Objective: Copy the records word for word, beginning at the line that contains "of the weathered" and continuing through the last line of the records.

Provided records:
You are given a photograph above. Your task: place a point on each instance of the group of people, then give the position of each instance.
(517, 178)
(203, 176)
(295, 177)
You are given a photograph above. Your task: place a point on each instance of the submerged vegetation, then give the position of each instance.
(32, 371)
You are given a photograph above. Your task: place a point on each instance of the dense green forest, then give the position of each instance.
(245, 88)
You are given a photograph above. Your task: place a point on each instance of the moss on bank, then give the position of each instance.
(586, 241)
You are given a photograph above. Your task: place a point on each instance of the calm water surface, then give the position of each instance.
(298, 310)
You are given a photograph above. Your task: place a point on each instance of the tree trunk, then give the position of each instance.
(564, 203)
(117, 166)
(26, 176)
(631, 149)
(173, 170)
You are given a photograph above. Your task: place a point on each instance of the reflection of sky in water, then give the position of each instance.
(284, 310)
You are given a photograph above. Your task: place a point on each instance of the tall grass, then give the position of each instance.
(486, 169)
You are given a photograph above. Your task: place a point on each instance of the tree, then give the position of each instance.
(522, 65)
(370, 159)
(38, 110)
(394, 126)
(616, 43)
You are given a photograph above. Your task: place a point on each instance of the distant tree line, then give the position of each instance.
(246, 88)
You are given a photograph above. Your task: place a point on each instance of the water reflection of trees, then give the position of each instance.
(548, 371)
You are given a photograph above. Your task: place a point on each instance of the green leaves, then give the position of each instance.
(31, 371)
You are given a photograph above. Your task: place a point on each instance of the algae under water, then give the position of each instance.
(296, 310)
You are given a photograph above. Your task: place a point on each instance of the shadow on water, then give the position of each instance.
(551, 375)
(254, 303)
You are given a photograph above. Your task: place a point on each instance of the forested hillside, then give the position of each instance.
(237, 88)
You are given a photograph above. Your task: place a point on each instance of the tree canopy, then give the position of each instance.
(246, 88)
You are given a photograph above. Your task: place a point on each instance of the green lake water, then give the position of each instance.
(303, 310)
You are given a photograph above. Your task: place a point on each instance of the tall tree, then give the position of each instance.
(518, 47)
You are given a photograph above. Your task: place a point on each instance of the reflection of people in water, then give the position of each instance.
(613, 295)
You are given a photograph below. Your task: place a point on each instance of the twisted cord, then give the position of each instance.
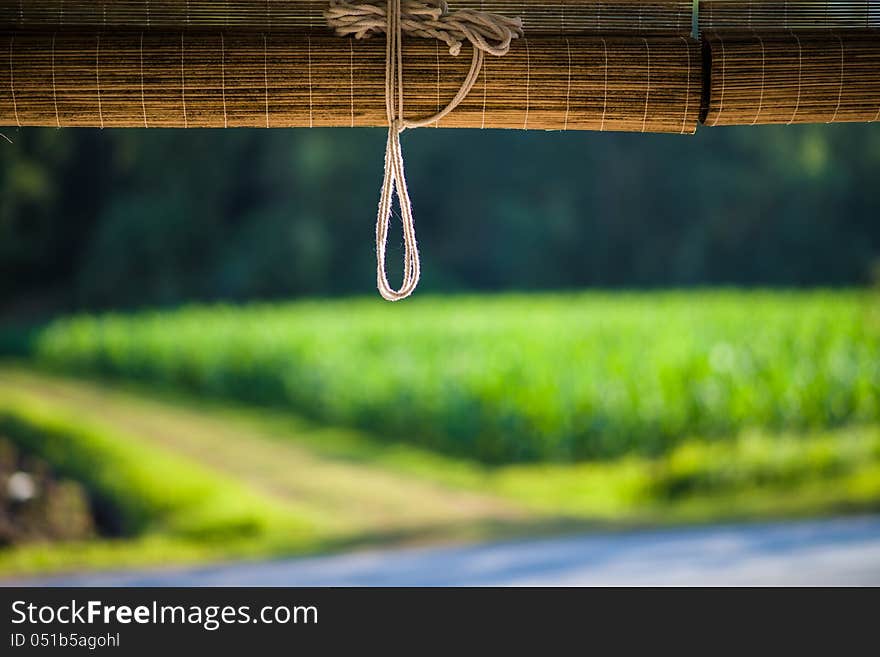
(429, 19)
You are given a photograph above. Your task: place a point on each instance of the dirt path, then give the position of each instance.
(354, 496)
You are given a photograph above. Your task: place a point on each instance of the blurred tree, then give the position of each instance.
(98, 219)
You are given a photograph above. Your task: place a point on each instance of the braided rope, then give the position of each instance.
(428, 19)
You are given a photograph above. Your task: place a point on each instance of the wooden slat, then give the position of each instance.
(540, 16)
(283, 80)
(793, 78)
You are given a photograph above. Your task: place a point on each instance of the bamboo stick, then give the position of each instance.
(216, 79)
(792, 78)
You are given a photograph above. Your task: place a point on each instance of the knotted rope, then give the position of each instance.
(429, 19)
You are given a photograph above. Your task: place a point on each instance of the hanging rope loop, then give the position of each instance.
(429, 19)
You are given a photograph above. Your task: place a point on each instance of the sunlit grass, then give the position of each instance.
(205, 481)
(513, 378)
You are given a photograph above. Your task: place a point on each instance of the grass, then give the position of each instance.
(541, 378)
(201, 480)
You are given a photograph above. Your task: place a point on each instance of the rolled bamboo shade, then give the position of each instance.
(585, 64)
(670, 17)
(792, 78)
(218, 79)
(785, 15)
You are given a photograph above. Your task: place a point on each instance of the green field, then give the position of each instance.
(195, 481)
(513, 378)
(223, 432)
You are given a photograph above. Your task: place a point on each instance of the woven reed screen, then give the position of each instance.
(672, 17)
(785, 15)
(163, 79)
(598, 65)
(793, 78)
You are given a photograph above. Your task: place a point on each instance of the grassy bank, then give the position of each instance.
(202, 481)
(517, 378)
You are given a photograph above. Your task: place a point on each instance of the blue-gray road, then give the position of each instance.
(843, 551)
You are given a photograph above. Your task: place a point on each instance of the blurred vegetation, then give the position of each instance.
(516, 378)
(193, 492)
(37, 506)
(110, 219)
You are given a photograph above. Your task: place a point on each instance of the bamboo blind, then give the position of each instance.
(785, 15)
(218, 79)
(585, 64)
(793, 78)
(670, 17)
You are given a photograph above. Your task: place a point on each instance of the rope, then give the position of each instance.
(428, 19)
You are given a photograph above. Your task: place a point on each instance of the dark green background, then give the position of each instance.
(97, 219)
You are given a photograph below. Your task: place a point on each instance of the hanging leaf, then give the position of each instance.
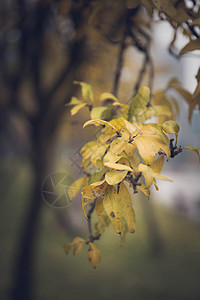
(74, 101)
(112, 206)
(99, 122)
(76, 186)
(114, 176)
(146, 169)
(105, 96)
(148, 146)
(118, 145)
(139, 102)
(117, 166)
(127, 208)
(76, 108)
(99, 207)
(171, 127)
(94, 255)
(96, 112)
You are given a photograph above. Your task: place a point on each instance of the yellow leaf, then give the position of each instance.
(76, 108)
(139, 102)
(144, 190)
(84, 202)
(86, 90)
(124, 232)
(156, 110)
(99, 207)
(145, 169)
(148, 146)
(117, 166)
(76, 186)
(78, 244)
(114, 176)
(96, 112)
(127, 208)
(97, 176)
(111, 157)
(112, 206)
(118, 145)
(98, 153)
(67, 248)
(99, 122)
(105, 96)
(158, 164)
(191, 46)
(94, 255)
(74, 101)
(171, 127)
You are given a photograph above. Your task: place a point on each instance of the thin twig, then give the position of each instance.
(119, 64)
(89, 216)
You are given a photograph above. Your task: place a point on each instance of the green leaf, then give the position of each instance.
(127, 208)
(105, 96)
(76, 108)
(99, 207)
(96, 112)
(112, 206)
(196, 150)
(87, 92)
(171, 127)
(139, 102)
(114, 176)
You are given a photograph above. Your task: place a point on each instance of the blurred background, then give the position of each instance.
(45, 46)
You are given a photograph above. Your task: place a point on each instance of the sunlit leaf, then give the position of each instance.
(105, 96)
(67, 248)
(127, 208)
(94, 255)
(112, 206)
(114, 176)
(139, 102)
(146, 169)
(76, 108)
(148, 146)
(76, 186)
(171, 127)
(78, 244)
(96, 112)
(74, 101)
(118, 145)
(99, 122)
(99, 207)
(117, 166)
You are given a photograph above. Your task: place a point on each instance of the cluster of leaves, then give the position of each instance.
(129, 153)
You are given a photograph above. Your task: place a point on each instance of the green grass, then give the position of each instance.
(131, 272)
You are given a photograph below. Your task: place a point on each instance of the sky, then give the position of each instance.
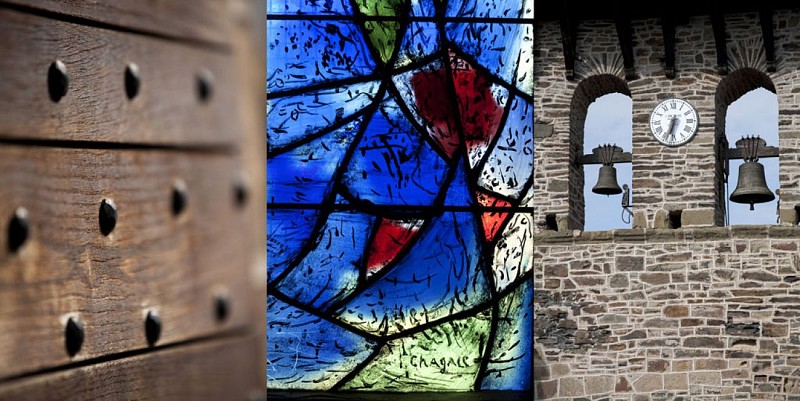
(609, 120)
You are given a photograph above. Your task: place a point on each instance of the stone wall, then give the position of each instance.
(687, 314)
(701, 312)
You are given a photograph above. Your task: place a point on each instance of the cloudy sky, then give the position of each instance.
(609, 121)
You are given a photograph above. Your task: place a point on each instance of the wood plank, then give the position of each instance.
(152, 259)
(223, 369)
(207, 21)
(166, 111)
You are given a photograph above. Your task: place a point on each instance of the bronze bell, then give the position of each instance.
(607, 177)
(752, 186)
(607, 182)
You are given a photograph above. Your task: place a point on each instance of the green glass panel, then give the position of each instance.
(445, 357)
(509, 362)
(382, 34)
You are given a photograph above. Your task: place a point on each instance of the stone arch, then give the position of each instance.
(733, 86)
(585, 94)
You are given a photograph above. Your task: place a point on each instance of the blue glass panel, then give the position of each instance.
(300, 53)
(495, 47)
(309, 7)
(293, 118)
(510, 165)
(304, 174)
(423, 8)
(510, 361)
(421, 39)
(287, 232)
(330, 271)
(458, 193)
(393, 164)
(524, 80)
(485, 9)
(441, 275)
(308, 352)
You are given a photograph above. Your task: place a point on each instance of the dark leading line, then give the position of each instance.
(390, 18)
(383, 210)
(382, 341)
(471, 184)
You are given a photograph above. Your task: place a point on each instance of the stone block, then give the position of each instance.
(556, 270)
(639, 219)
(618, 280)
(701, 217)
(676, 311)
(655, 278)
(547, 389)
(661, 219)
(703, 342)
(657, 366)
(599, 385)
(788, 217)
(571, 387)
(706, 378)
(676, 381)
(648, 383)
(775, 330)
(713, 311)
(629, 263)
(622, 385)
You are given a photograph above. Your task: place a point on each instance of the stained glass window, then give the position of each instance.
(399, 195)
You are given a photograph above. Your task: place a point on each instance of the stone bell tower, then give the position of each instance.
(680, 306)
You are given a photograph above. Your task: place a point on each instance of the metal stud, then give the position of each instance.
(133, 80)
(108, 216)
(57, 80)
(152, 327)
(205, 85)
(18, 229)
(73, 336)
(179, 197)
(221, 308)
(240, 193)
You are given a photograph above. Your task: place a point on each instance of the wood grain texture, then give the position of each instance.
(222, 369)
(151, 260)
(183, 19)
(166, 111)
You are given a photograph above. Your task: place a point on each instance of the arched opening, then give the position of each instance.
(588, 129)
(609, 121)
(746, 105)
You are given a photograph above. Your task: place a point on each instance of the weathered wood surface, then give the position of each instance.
(166, 111)
(221, 369)
(151, 260)
(184, 19)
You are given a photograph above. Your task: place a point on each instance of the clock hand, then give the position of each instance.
(672, 127)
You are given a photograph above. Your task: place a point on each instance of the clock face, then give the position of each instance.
(673, 122)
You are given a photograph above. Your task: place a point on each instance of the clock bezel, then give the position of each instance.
(691, 135)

Final result:
You are given a photograph above. Your task: place a point on each instance of the weathered wood surface, then give the position of each instance.
(166, 111)
(221, 369)
(151, 260)
(184, 19)
You are given a photograph above. Your task: place a point on each instance of the clock hand, then give the position of each instance.
(672, 127)
You are given a photograph above. Your task: place a point on each instance of the clock face, then give the position of each instance.
(673, 122)
You are given a photograph above. Your task: place a point on each instance of the clock bezel, then give the position of each instance.
(691, 135)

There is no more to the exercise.